◆ EXTRACT PROVIDED
What Does a Bone Fracture Feel Like?
A broken bone, also called a fracture, is when a break goes through part or all of a bone. There are many different types of fractures, which can cause a variety of symptoms in these parts of your body:
• Arm. Pain, swelling, abnormal bend, difficulty using or moving arm, warmth, bruising, or redness.
• Elbow. Pain, swelling, bruising, stiffness, a “pop” noise at the time of fracture, or visible deformity.
• Wrist. Pain, swelling, decreased use of wrist and hand, a crooked or deformed appearance, and unable to hold a grip.
• Hand. Pain, swelling, tenderness to touch, stiffness, and weakness.
• Finger. Pain, swelling, unable to move a finger, a shortened finger, or a depressed knuckle.
• Leg. Severe pain, swelling, tenderness, bruising, obvious deformity, and the inability to walk.
• Knee. Pain, swelling, inability to straighten the knee, and the inability to walk.
• Ankle. Severe pain, swelling, tenderness to touch, bruising, deformity, and the inability to walk.
• Foot. Severe pain, swelling, bruising, numbness in toes and foot, decreased range of motion, inability to walk comfortably, and visible deformity.
• Toe. Pain, swelling, discoloration, and bruising. You should be able to walk, but not comfortably.
Common Types of Bone Fractures
Common fractures have a variety of names including:
• Greenstick. This is an incomplete fracture where the bone isn’t completely separated.

◆ SUPPLIED INFORMATION
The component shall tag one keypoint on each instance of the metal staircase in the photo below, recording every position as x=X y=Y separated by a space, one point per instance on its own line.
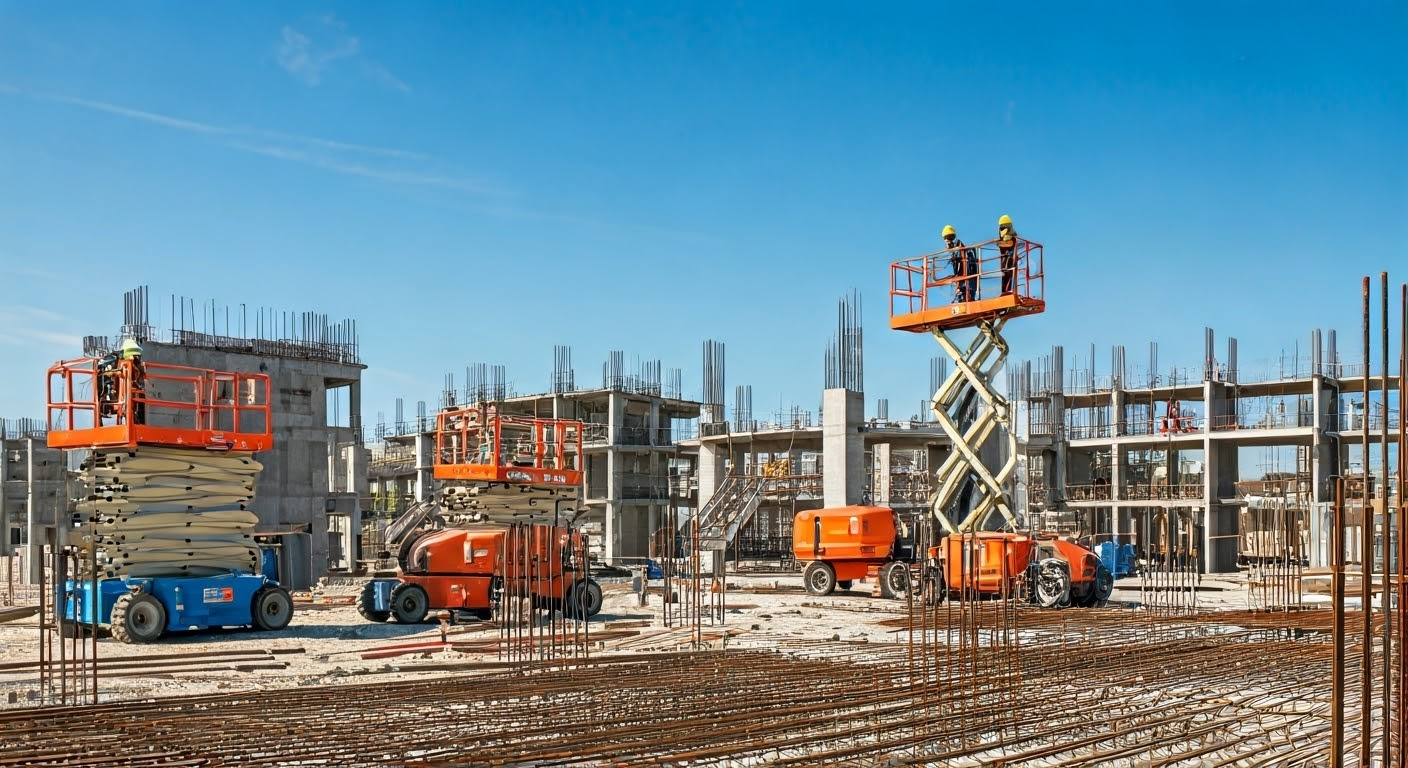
x=414 y=516
x=731 y=508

◆ TASKS TO CARRY OUT
(1) In the bone fracture text, list every body part whose symptoms include bruising.
(2) Using the bone fracture text, decide whether each statement agrees with it, and give yes or no with the words that settle it:
(a) A “pop” noise at the time of fracture is listed as a symptom for the elbow.
(b) A greenstick fracture is one in which the bone is completely separated.
(c) With a toe fracture, you should not be able to walk.
(3) Continue the bone fracture text from its last line.

◆ ACTIVITY ANSWERS
(1) Arm, elbow, leg, ankle, foot, toe

(2)
(a) Yes: "Elbow. Pain, swelling, bruising, stiffness, a “pop” noise at the time of fracture, or visible deformity."
(b) No: "This is an incomplete fracture where the bone isn’t completely separated."
(c) No: "You should be able to walk, but not comfortably."

(3)
• Transverse. A transverse fracture is when the break is in a straight line across the bone.
• Spiral. The break spirals around the bone, which is common in a twisting injury.
• Oblique. This is a diagonal break across the bone.
• Compression. This when the bone is crushed, causing the broken bone to be wider or flatter in appearance.
• Comminuted. The break is in three or more pieces and fragments are present at the fracture site.
• Segmental. The same bone is fractured in two places, causing a floating segment of bone.
What Bones Do People Break Most?
Breaking bones happens to people of all ages, but there are breaks that are more common in children and breaks that happen more among adults and seniors. Treatment and recovery times vary on the type of fracture. Here are some of the most common bone fractures, how they happen, and what can be done to treat them.
• Collarbone fracture. The collarbone, or clavicle, is one of the most frequently broken bones. It’s the most common type of fracture for children and teens. For seniors, collarbone fractures usually occur after a hard fall. Treatment may involve keeping your arm in a sling while the break heals. A severe collarbone fracture may require surgery. Physical therapy can help improve stiffness and shoulder movement after a collarbone fracture.
• Wrist fracture. Any time we fall, it’s common to catch yourself by putting out your hands. Unfortunately, the result can be a broken wrist. Car accidents, sports injuries, and falls can cause these breaks. A splint, cast, or surgery are the most common treatments for a wrist fracture.
• Ankle fracture. Broken bones in the ankle are common, especially for middle-aged people. Falls, car accidents, and any injury that twists or rolls the ankle can cause a fracture. In some cases, it’s still possible to walk with a broken ankle, but you may need a supportive shoe or cast. You may also need surgery. Physical therapy and strengthening exercises are an important part of recovery.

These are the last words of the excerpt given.